-- Supplied text --

————

School is stressful for the next two weeks as it’s essentially the end of our second trimester. It really ends March 4th, but there is an outdoor education week, and a week off in the second half of February so assessments need to happen next week. I keep telling myself that if I can get through the next two weeks, I’ll get a little break.

Except I know those last two weeks of February won’t feel like the break I need them to be.

I wanted to write more but my cat came over and yowled at me until I surrendered my lap and I’ve been typing this one my phone for several paragraphs. I can’t keep this up so I’ll just publish now.

Do you ever remember your dreams?

————

-- Records supplied --
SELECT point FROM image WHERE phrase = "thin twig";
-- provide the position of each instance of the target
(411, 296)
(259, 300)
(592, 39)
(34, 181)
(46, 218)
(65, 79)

————

-- Written exercise 1 --
In the post about the end of the school trimester, on what date does the second trimester actually end?
-- Written exercise 2 --
Carry on the post about the end of the school trimester from the point where it stops.

-- Final answer 1 --
March 4th.

-- Final answer 2 --
1 Comment

  1. I moved large offices at one time. My stress dream was ‘finding the missing box’ ….. which I could not re-find when I woke but ‘knew’ was missing. Been out of that job function decades. Recently woke up knowing I had misplaced my ‘second car’. I have never owned a second car, but it took several minutes to stop panicking about where that ‘second car’ was.
    Stress dreams are stressful. Most of us are tired of being stressed yet still very stressed with good reasons.
    I’m glad cat purred on your lap. That is good for stress reduction.
    The second two weeks of Feb sound like they could be nice but the impact of the immediate two weeks is awfully high and hard. Sending you support wishes and many thanks for writing.